## PROBLEM DETAILS
Write out, word for word, the part of the iGEM project write-up that begins at the words "The next step" and stops after "in Figure 2.".

Once the group agreed on a common purpose and principles, the team brainstormed ideas for the needs of the project. These ideas were then organized into categories based on similar themes. A few examples of the categories are team practices, mathematical modeling, presentation, laboratory, wiki, and gold criteria. Ideas were then flushed out by a group discussion, resulting in modifications to ideas’ category locations. This part served as the brainstorming and organization of Allen’s method.
Then, the team identified next actions for the project based off of the brainstormed ideas. Next actions are described as steps taken by the team to complete a specific portion of the project, and Allen’s method says that a project is only considered fully developed when all portions of the project have their potential next actions assigned. Once next actions were issued, all members of the team started to research how the task could be completed.
During the research phase, Devon found out that the team’s idea was previously attempted using a different method by the 2008 Johns Hopkins iGEM team. The team then switched gears into finding out what the Johns Hopkins team accomplished by examining their wiki, presentation, and poster. After learning helpful information about the project, the team decided to stick with their original idea.
Around the same time, research on possible pigment pathways, fluorescent colors, and promoters occurred. Robert then found the next big breakthrough on the project when he found a positive feedback loop in yeast cells form the work of Ajo-Franklin, Drubin, Eskin, et al. in their paper titled Rational Design of Memory in Eukaryotic Cells. Further research showed that many teams have used a very similar pathway in previous years of the iGEM competition, solidifying the part as a key component of the project design.
The next step in the process was finding DNA sequences that correlated to each component of the scheme. At this time, a modification from the initial layout occurred. All references and teams previously used a two-tiered system for the positive feedback loop, found in Figure 1. The team proposed to combine the two tiers into one, found in Figure 2.
The goal of the Rose-Hulman iGEM team’s project was to devise a cellular circuit that would allow for the determination of the mating type of Saccharomyces cerevisiae. This mating type sensor was created by introducing a self-perpetuating fluorescent heteroprotein by means of a plasmid vector. The heteroprotein contained several distinct segments including an Ste12 responsive element, a LexA-reg element, two separate fluorescent domains, a LexA binding domain, a VP64 activator domain, a nuclear localization sequence, and a terminator, as illustrated below. This protein was contained on a HIS3 plasmid.
Ste12 is a transcription factor that is activated as part of the pheromone response pathway. The initial production of the heteroprotein is controlled by the Ste12 responsive element, taken from the Fus1 gene. Once the protein is produced, the LexA binding domain binds to the LexA-regulatory element, and in conjunction with the VP64 activator domain, facilitates the further production of the heteroprotein in the form of a positive feedback loop.

## EXERCISE DATA
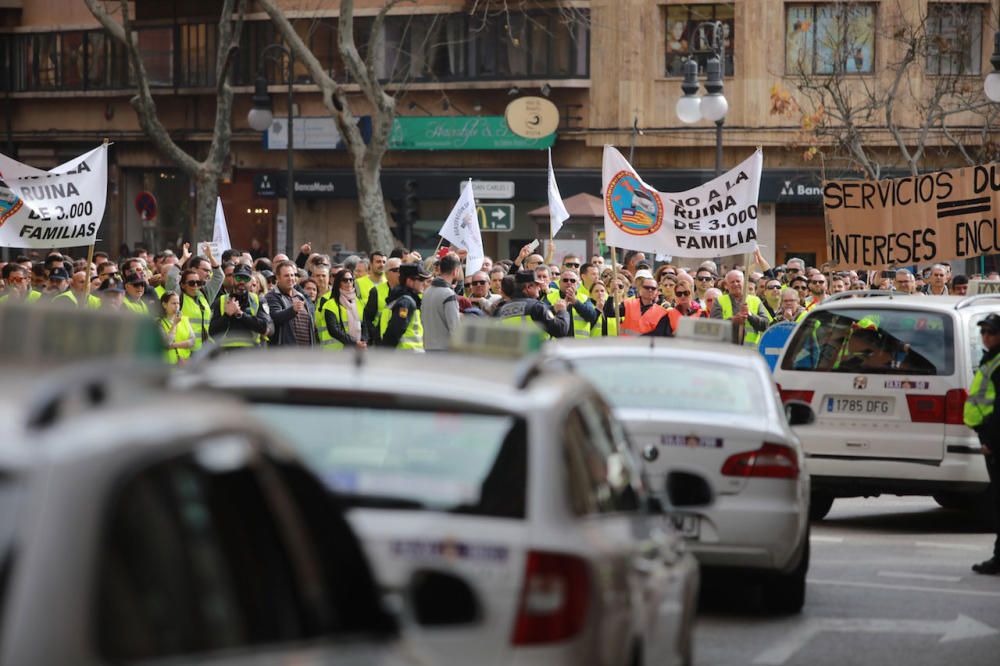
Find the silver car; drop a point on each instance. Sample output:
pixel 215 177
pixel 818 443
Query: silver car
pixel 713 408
...
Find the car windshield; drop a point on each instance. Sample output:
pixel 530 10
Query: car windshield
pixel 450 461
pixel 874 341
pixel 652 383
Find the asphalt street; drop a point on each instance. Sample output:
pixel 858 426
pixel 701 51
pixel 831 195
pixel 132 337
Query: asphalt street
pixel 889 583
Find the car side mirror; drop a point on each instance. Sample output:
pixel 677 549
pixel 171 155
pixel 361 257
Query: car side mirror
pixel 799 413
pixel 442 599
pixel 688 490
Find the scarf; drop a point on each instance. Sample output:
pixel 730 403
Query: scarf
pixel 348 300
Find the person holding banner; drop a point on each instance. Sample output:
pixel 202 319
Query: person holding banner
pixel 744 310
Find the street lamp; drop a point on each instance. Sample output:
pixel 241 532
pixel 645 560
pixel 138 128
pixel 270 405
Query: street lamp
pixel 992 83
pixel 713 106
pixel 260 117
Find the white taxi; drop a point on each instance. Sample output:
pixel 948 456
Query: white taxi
==
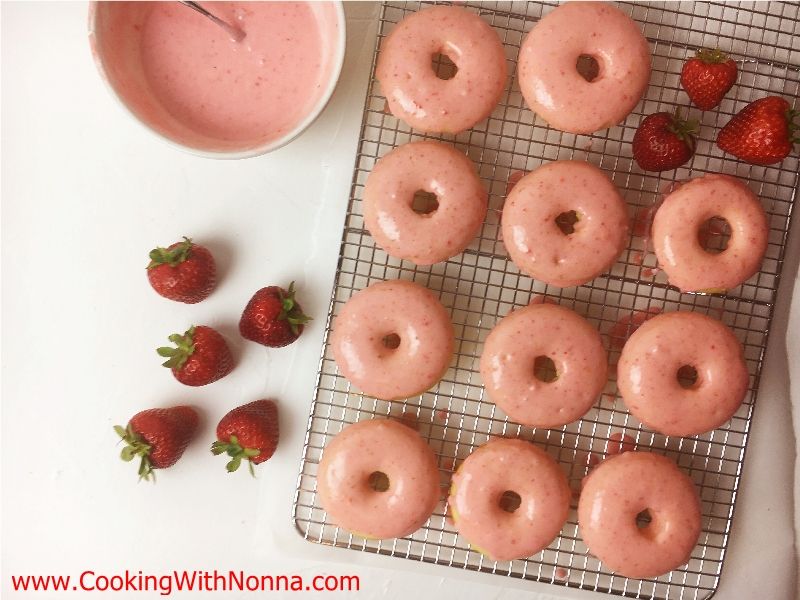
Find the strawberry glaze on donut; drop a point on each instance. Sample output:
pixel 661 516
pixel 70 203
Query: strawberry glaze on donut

## RESPONSE FOR THIS EXERCISE
The next step in the process was finding DNA sequences that correlated to each component of the scheme. At this time, a modification from the initial layout occurred. All references and teams previously used a two-tiered system for the positive feedback loop, found in Figure 1. The team proposed to combine the two tiers into one, found in Figure 2.